_ZITIERTER TEXT_.

···

The Knocking

Zum Vergrößern klicken

Und immer wieder grüßt die Finsternis: Angst und Unbehagen scheinen in der skandinavischen Einsamkeit besonders gut gedeihen zu können. Das zumindest legen viele Filme und Serien aus dem hohen Norden nahe, in denen es oft abgründiger zugeht als anderswo. Auch „The Knocking“, das Regiedebüt des Werbespezialisten Joonas Pajunen und des Schriftstellers Max Seeck, gibt sich alle Mühe, ein Gefühl durchdringender Verunsicherung in den Kinosaal zu transportieren. Einige Zeit funktioniert das recht überzeugend. Zum Ende hin verliert der Gruselthriller jedoch spürbar an Wirkung.

Webseite: https://www.alamodefilm.de/kino/detail/the-knocking.html

Koputus
Regie: Joonas Pajunen und Max Seeck
Drehbuch: Joonas Pajunen und Max Seeck
Darsteller: Saana Koivisto, Inka Kallén, Pekka Strang, Linnea Skog, Niko Saarela, Mikko Leppilampi, Olga Temonen, u. a.

Länge: 89 Minuten
FSK: ab 16 Jahren
Verleih/Vertrieb: Alamode Film
Kinostart: 22.06.2023

FILMKRITIK:

Es ist wie so oft. Die Schatten der Vergangenheit lassen sich nicht vertreiben: Viele Jahre nach der Ermordung ihres Vaters (Niko Saarela) und dem spurlosen Verschwinden ihrer Mutter (Olga Temonen) finden sich die Geschwister Matilda (Saana Koivisto), Maria (Inka Kallén) und Mikko (Pekka Strang) in ihrem abgelegenen Elternhaus, dem Ort des damaligen Schreckens, ein, um ihr Erbe abzuwickeln. Geplant ist der Verkauf des weitläufigen Anwesens. Doch schon kurz nach ihrer Ankunft kommt es zu seltsamen Geschehnissen, die das notdürftig verdrängte Grauen mit aller Macht wieder an die Oberfläche zerren. Irgendetwas, so scheint es, lauert im Dickicht rund um das alte Gebäude und wartet nur darauf, Besitz von den Protagonisten zu ergreifen.

···

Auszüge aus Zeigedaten
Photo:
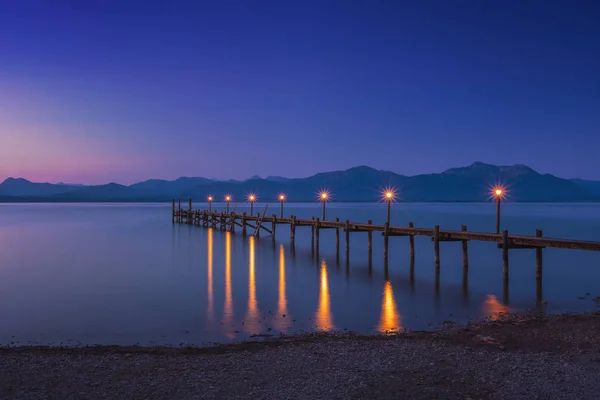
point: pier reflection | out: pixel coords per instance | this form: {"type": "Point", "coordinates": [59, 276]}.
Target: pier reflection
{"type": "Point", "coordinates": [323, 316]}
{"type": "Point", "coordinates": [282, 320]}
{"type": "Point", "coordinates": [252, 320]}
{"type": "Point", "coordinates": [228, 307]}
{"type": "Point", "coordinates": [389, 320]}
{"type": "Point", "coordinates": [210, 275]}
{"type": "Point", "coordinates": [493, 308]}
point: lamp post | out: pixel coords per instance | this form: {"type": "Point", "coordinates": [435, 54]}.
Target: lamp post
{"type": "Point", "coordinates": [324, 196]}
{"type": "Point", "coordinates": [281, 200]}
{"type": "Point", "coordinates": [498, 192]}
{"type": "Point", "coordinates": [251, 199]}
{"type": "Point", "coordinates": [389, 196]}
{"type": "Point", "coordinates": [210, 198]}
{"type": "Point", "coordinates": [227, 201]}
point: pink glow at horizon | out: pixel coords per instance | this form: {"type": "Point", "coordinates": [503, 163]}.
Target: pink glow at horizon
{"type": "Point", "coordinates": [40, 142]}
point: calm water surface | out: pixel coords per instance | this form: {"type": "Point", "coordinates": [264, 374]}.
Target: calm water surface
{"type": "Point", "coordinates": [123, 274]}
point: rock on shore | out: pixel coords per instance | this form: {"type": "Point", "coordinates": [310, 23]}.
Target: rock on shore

···

_ANWEISUNGEN_.
#1 Wiederhole aus der Filmkritik wortgetreu alles von „Zum Vergrößern klicken“ bis hinunter zu „spürbar an Wirkung.“.
#2 Übersetze bitte den Satz „Geplant ist der Verkauf des weitläufigen Anwesens.“ aus der Filmkritik ins Englische.
Das Material stammt aus einer anderen Quelle.

_ANTWORTEN_.
#1
Zum Vergrößern klicken

Und immer wieder grüßt die Finsternis: Angst und Unbehagen scheinen in der skandinavischen Einsamkeit besonders gut gedeihen zu können. Das zumindest legen viele Filme und Serien aus dem hohen Norden nahe, in denen es oft abgründiger zugeht als anderswo. Auch „The Knocking“, das Regiedebüt des Werbespezialisten Joonas Pajunen und des Schriftstellers Max Seeck, gibt sich alle Mühe, ein Gefühl durchdringender Verunsicherung in den Kinosaal zu transportieren. Einige Zeit funktioniert das recht überzeugend. Zum Ende hin verliert der Gruselthriller jedoch spürbar an Wirkung.

#2 The plan is to sell the sprawling estate.